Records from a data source
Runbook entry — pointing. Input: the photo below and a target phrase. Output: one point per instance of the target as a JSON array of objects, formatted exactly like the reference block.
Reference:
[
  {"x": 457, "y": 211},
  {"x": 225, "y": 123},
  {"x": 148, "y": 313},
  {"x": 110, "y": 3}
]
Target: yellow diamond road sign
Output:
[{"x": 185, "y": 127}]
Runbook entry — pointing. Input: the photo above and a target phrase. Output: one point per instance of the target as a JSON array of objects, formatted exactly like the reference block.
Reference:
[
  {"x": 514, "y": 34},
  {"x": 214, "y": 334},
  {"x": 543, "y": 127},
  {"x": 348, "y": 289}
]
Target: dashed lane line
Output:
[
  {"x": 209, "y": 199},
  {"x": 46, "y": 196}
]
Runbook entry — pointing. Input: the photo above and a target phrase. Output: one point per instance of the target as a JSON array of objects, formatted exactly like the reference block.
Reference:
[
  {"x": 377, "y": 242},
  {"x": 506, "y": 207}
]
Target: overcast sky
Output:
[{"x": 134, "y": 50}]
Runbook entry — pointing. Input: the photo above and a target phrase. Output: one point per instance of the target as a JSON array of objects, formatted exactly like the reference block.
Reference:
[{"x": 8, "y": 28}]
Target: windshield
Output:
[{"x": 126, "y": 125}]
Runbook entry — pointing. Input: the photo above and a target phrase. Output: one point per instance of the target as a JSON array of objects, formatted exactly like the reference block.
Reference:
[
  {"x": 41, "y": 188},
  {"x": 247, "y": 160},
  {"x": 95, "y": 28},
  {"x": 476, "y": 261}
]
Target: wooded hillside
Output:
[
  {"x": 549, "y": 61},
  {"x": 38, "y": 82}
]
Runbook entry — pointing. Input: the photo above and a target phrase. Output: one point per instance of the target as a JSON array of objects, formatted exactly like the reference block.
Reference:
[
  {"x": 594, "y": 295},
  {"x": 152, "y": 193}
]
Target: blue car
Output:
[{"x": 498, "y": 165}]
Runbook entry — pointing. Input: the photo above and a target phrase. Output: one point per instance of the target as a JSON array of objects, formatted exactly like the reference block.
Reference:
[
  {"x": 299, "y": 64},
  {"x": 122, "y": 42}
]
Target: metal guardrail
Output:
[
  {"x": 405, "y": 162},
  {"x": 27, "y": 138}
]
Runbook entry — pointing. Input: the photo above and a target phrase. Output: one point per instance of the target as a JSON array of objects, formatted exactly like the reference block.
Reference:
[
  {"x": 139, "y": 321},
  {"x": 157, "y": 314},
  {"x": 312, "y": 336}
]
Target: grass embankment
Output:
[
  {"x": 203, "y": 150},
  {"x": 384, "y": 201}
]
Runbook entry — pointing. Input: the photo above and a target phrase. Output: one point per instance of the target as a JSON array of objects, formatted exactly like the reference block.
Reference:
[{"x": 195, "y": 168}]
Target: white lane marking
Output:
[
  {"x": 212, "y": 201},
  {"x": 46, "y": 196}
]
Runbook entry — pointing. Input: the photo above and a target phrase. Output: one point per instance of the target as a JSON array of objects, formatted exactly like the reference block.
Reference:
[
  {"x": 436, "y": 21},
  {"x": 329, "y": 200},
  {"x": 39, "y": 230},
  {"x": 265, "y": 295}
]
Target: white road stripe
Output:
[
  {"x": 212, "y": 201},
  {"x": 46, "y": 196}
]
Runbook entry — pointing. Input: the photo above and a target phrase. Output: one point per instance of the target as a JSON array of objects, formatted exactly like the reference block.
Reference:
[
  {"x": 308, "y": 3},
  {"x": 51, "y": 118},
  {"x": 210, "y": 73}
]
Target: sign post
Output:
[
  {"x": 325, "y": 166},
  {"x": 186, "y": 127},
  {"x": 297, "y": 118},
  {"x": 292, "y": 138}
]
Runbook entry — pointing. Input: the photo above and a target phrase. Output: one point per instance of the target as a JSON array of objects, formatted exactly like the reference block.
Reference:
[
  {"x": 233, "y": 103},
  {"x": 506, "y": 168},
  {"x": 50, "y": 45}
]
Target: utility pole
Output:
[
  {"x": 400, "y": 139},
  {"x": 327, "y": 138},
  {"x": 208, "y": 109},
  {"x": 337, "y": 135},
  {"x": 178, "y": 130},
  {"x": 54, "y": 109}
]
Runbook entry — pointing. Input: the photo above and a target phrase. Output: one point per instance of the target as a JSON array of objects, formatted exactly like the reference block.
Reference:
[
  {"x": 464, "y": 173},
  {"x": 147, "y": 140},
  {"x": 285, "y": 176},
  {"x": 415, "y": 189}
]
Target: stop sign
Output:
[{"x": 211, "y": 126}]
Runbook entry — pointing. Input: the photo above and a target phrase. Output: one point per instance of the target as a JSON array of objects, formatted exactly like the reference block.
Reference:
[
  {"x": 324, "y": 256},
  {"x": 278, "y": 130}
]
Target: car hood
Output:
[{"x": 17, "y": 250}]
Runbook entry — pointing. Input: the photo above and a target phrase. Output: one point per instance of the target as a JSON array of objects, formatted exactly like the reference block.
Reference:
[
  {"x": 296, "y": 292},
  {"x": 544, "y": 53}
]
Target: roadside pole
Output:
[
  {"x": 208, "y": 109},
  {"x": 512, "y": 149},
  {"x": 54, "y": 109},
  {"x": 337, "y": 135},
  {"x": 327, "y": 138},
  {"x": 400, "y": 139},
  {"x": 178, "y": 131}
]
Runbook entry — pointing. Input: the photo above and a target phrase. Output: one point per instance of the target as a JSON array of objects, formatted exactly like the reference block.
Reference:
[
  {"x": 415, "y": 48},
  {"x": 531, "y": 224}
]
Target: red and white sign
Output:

■ THE EXERCISE
Give back all the records exactly as they stand.

■ RESPONSE TO THIS TASK
Runbook entry — pointing. Input: the photo below and a target phrase. Output: one point per instance of the target as a JSON array of objects, formatted exactly like the reference block.
Reference:
[
  {"x": 457, "y": 211},
  {"x": 225, "y": 123},
  {"x": 148, "y": 313},
  {"x": 110, "y": 3}
]
Target: yellow diamond road sign
Output:
[{"x": 185, "y": 127}]
Runbook entry — pointing. Input: the photo above and a target phrase. Output: one point per instance of the target as a JSON array of objects, formatted exactly like the reference block.
Reference:
[
  {"x": 514, "y": 34},
  {"x": 214, "y": 334},
  {"x": 543, "y": 127},
  {"x": 348, "y": 289}
]
Target: dashed lane line
Output:
[
  {"x": 209, "y": 199},
  {"x": 46, "y": 196}
]
Runbook entry — pointing. Input: the photo above and a target phrase. Output: one point per instance of the target as a JSON array of objects, formatted exactly like the reference block.
Reference:
[
  {"x": 377, "y": 242},
  {"x": 506, "y": 207}
]
Target: overcast sky
Output:
[{"x": 134, "y": 50}]
Runbook entry — pointing. Input: the photo above and a target phrase. Output: one point per instance of the target as a JSON array of objects, formatted exactly like the reference block.
Reference:
[{"x": 8, "y": 28}]
Target: windshield
Output:
[{"x": 126, "y": 125}]
Runbook entry — pointing. Input: the photo above and a target phrase. Output: one point per instance of the target as a JSON array of objects, formatted exactly like the reference block.
Reference:
[
  {"x": 41, "y": 188},
  {"x": 247, "y": 160},
  {"x": 95, "y": 28},
  {"x": 476, "y": 261}
]
Target: wooded hillside
Output:
[
  {"x": 549, "y": 61},
  {"x": 38, "y": 82}
]
Runbook entry — pointing. Input: the photo above and a target phrase. Output: one point per instance of the target as a JSON array of objects, formatted exactly like the reference block.
Reference:
[
  {"x": 594, "y": 295},
  {"x": 152, "y": 193}
]
Target: blue car
Output:
[{"x": 498, "y": 165}]
Runbook entry — pointing. Input: the photo above and a target phrase. Output: one point per instance of the target as a JSON array of objects, formatted exactly like the reference block.
Reference:
[
  {"x": 299, "y": 64},
  {"x": 122, "y": 42}
]
Target: metal guardrail
Output:
[
  {"x": 405, "y": 162},
  {"x": 27, "y": 138}
]
Runbook entry — pointing. Input: the photo above and a target phrase. Output: one point per instance of the target as a JSON array of objects, formatted exactly like the reference block.
Reference:
[
  {"x": 139, "y": 321},
  {"x": 157, "y": 314},
  {"x": 312, "y": 336}
]
Target: grass embankment
Output:
[
  {"x": 203, "y": 150},
  {"x": 384, "y": 201}
]
Runbook entry — pointing. Input: the photo above and a target phrase. Output: one point per instance of the target as a JSON array of objects, formatted exactly like the reference block.
Reference:
[{"x": 195, "y": 168}]
Target: white lane marking
Output:
[
  {"x": 212, "y": 201},
  {"x": 46, "y": 196}
]
Runbook entry — pointing. Input: the photo above and a target phrase. Output: one point per instance of the target as a JSON array of objects, formatted exactly like the reference block.
Reference:
[
  {"x": 436, "y": 21},
  {"x": 329, "y": 200},
  {"x": 39, "y": 230},
  {"x": 265, "y": 295}
]
Target: white road stripe
Output:
[
  {"x": 212, "y": 201},
  {"x": 46, "y": 196}
]
Runbook entry — pointing. Input: the photo above and a target phrase. Output: one point per instance of the target as a JSON array of objects, formatted exactly like the reference block.
Reference:
[
  {"x": 308, "y": 3},
  {"x": 51, "y": 118},
  {"x": 210, "y": 73}
]
Target: sign post
Output:
[
  {"x": 325, "y": 166},
  {"x": 186, "y": 127},
  {"x": 297, "y": 118},
  {"x": 292, "y": 138}
]
Runbook entry — pointing. Input: the photo above and a target phrase. Output: one point per instance of the target as a JSON array of objects, formatted exactly like the reference block.
Reference:
[
  {"x": 233, "y": 103},
  {"x": 506, "y": 168},
  {"x": 50, "y": 45}
]
Target: utility pole
Output:
[
  {"x": 400, "y": 139},
  {"x": 327, "y": 138},
  {"x": 208, "y": 109},
  {"x": 337, "y": 135},
  {"x": 178, "y": 130},
  {"x": 54, "y": 109}
]
Runbook entry — pointing. Input: the photo above and a target phrase. Output: one point per instance of the target as a JSON array of objects, formatted exactly like the reference block.
Reference:
[
  {"x": 464, "y": 173},
  {"x": 147, "y": 140},
  {"x": 285, "y": 176},
  {"x": 415, "y": 189}
]
Target: stop sign
Output:
[{"x": 211, "y": 126}]
Runbook entry — pointing. Input: the photo above and a target phrase. Output: one point per instance of the target as a JSON array of objects, formatted exactly like the reference block.
Reference:
[
  {"x": 324, "y": 256},
  {"x": 278, "y": 130}
]
Target: car hood
Output:
[{"x": 17, "y": 250}]
Runbook entry — pointing. Input: the photo above and a target phrase. Output: one point per instance of the target as a JSON array of objects, formatted exactly like the reference block.
Reference:
[
  {"x": 296, "y": 292},
  {"x": 544, "y": 53}
]
Target: roadside pole
Output:
[
  {"x": 208, "y": 109},
  {"x": 512, "y": 149},
  {"x": 54, "y": 109},
  {"x": 337, "y": 135},
  {"x": 327, "y": 138},
  {"x": 400, "y": 139},
  {"x": 178, "y": 131}
]
Runbook entry — pointing. Input: the photo above and a target phrase. Output: one point per instance of the target as a JSON array of objects, formatted exactly like the reference block.
Reference:
[
  {"x": 415, "y": 48},
  {"x": 531, "y": 224}
]
Target: red and white sign
Output:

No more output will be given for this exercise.